As a measure of co-location (or proximity) of two distinct loci, not necessarily on the same chromosome, we used inter- and intra-chromosomal contacts generated by chromosome conformation capture Hi-C technique for the Drosophila melanogaster genome [21]. Studies of chromosome conformations have revealed that three-dimensional architecture of chromatin dictates the co-location of specific genes within the nucleus, thereby prompting the hypothesis of existence of common mechanisms controlling their transcription in a tissue-specific manner [22–23]. Recently, Won et al. [24] have demonstrated the advantages of using 3D chromatin maps for identifying target genes for schizophrenia-associated SNPs, residing within non-coding reasons of the genome. The findings have shown that for many non-coding SNPs their target genes were neither adjacent to SNPs nor in linkage disequilibrium, proving the point that many regulatory interactions are not captured by linear chromosomal organization. Analysis of intra-chromosomal interactions showed more frequent and stronger interactions within continuous genomic regions, called topologically associated domains (TADs), than with regions residing in other TADs [22–23]. TADs have been proven to play important roles in 3D organization of genomes and gene regulation and, when mutated, may lead to disease through disruption of gene regulatory pattern (reviewed in [25]).
A network of interactions was created from the inter- and intra-chromosomal contacts with nodes representing genomic regions, connected by edges, weighted by interaction frequencies. We calculated various network measures (e.g. degree [26]) and identified communities (i.e. densely connected subnetworks) existing within the network with the aim of revealing influential nodes/regions and densely connected communities (clusters) within networks. Candidate regions and communities were further explored using FlyBase (http://flybase.org/) and FlyMine (http://www.flymine.org/) resources, and GeneAge database (http://genomics.senescence.info/genes/models.html) to provide a body of evidence for genomic regions having genuine and/or previously unknown association with longevity.
To explore the role that SNPs occurring in TAD borders play in longevity, we analyzed genes residing in close proximity to TAD borders and sharing both ‘long-lived’ and ‘short-lived’ phenotypes. We hypothesized that a SNP(s) in nearby TAD borders may lead to a disruption of a regulatory pattern of a gene resulting in one of the phenotypes, ‘long-lived’ or ‘short-lived’, whereas the opposite phenotype could be a consequence of SNPs residing within genes themselves.
Results and Discussion
Choice of interaction frequency thresholds and genome-wide significance level
To assess the strength of interactions between intra- and inter-chromosomal genomic regions, distributions of interacting frequencies were analyzed individually for each chromosome and between chromosomes. Only 1% of the strongest intra-chromosomal interactions corresponding to the tails of these distributions and resulting in frequencies greater than 247, 215, 1308 and 342 for chromosomes 2, 3, 4 and X, respectively, were considered. The threshold for inter-chromosomal interaction frequencies, corresponding to 1% of strongest interactions, was 10. We refer to interactions with frequencies exceeding these thresholds as “strong” interactions.

# Data provided:
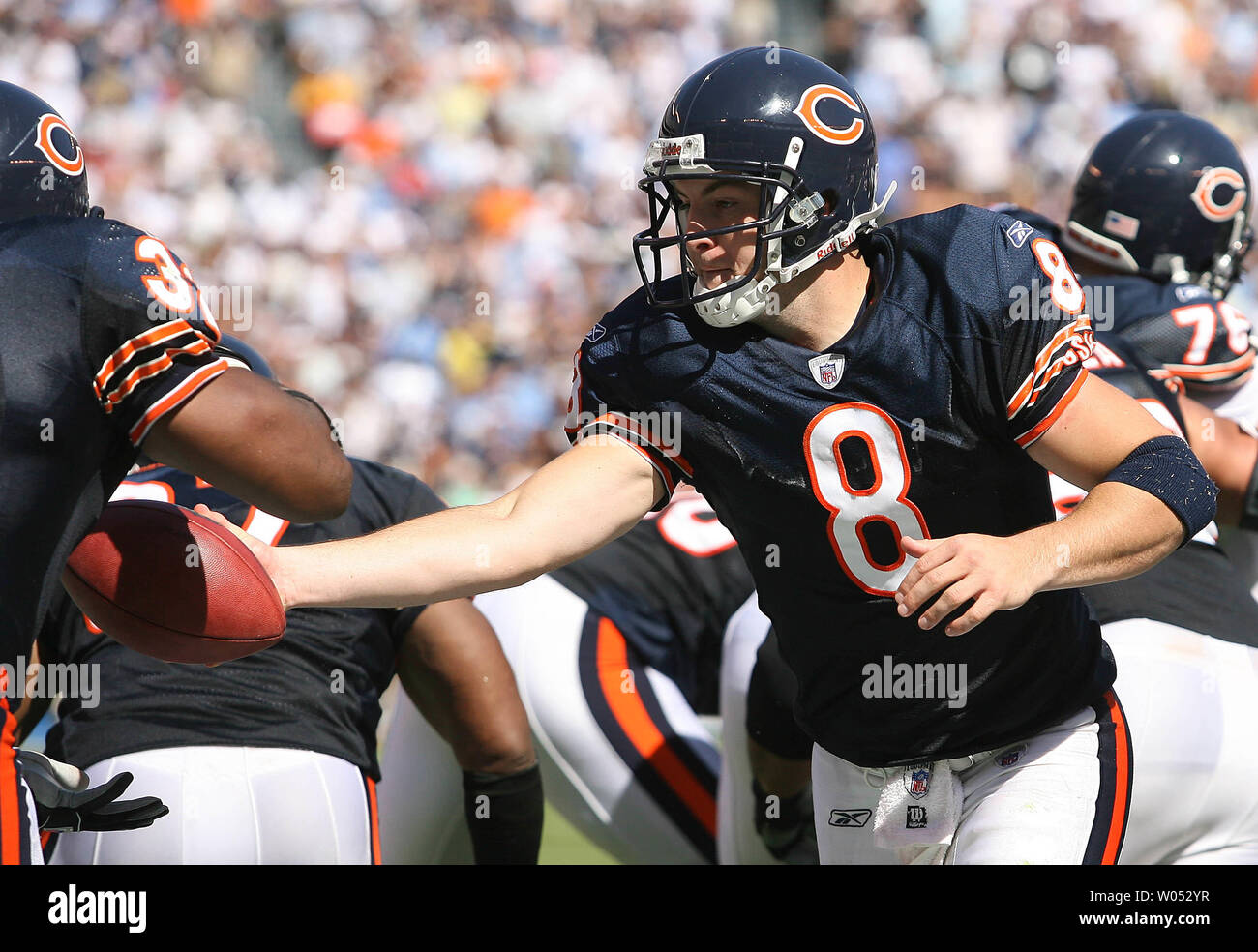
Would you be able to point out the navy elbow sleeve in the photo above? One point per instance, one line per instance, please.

# Task instructions:
a - According to the text on Drosophila chromatin contacts, what frequency threshold marks the strongest 1% of inter-chromosomal interactions?
b - Write the next part of the text on Drosophila chromatin contacts, picking up after its final sentence.
The material is not needed for any of these tasks.

# Answers to the exercises:
a - 10

b -
The genome-wide significance level, required for finding association between ~106 SNPs, is usually set to p < 5×10-8. This value corresponds to 0.05 level of significance after correction for multiple testing. In our case, each SNP was binned into a 80 Kb region. There are 1503 distinct 80 Kb regions recorded in the Drosophila Hi-C data. Taking this into account, we corrected the required significance level to 3.33×10-5. In the analysis of SNPs in non-coding regions the Hi-C data with finer resolution, 10 Kb, was used where interaction frequencies between 11,839 10 Kb bins were available [21]; in this case the genome-wide level of significance was set to 0.05/11839=4.22×10-6. Following [19], SNPs with D-values exceeding 7.9 were deemed to be significant.
Original networks of interaction based on Synthetic and DGRP GWAS data
The original network of interaction based on the Synthetic GWAS data consists of 279 nodes each representing a 80 Kb region harboring at least one SNP with D > 7.9. In turn, the original network of interaction based on the DGRP GWAS data consists of 80 nodes corresponding to regions harboring SNPs with p-values < 3.33×10-5. The original networks share 14 common nodes covering 1.12 Mb of the Drosophila genome and harboring 168 genes. Only five genes ‒ Rim2 (replication in mitochondria 2), GlyP (glycogen phosphorylase), aop (anterior open), HDAC1 (histone deacetylase 1) and Tpi (triose phosphate isomerase) ‒ were found in FlyBase database as having “long-lived” phenotype. The number of SNPs residing within these common regions and satisfying chosen thresholds was 91 and 19 for Synthetic and DGRP GWAS-based data, respectively. Among the genes with the highest number of SNPs recorded in both GWAS datasets were nmo, sima, axo, CG9967, eys, chinmo and dpr3 (for the full list of genes see Supplementary Table 1).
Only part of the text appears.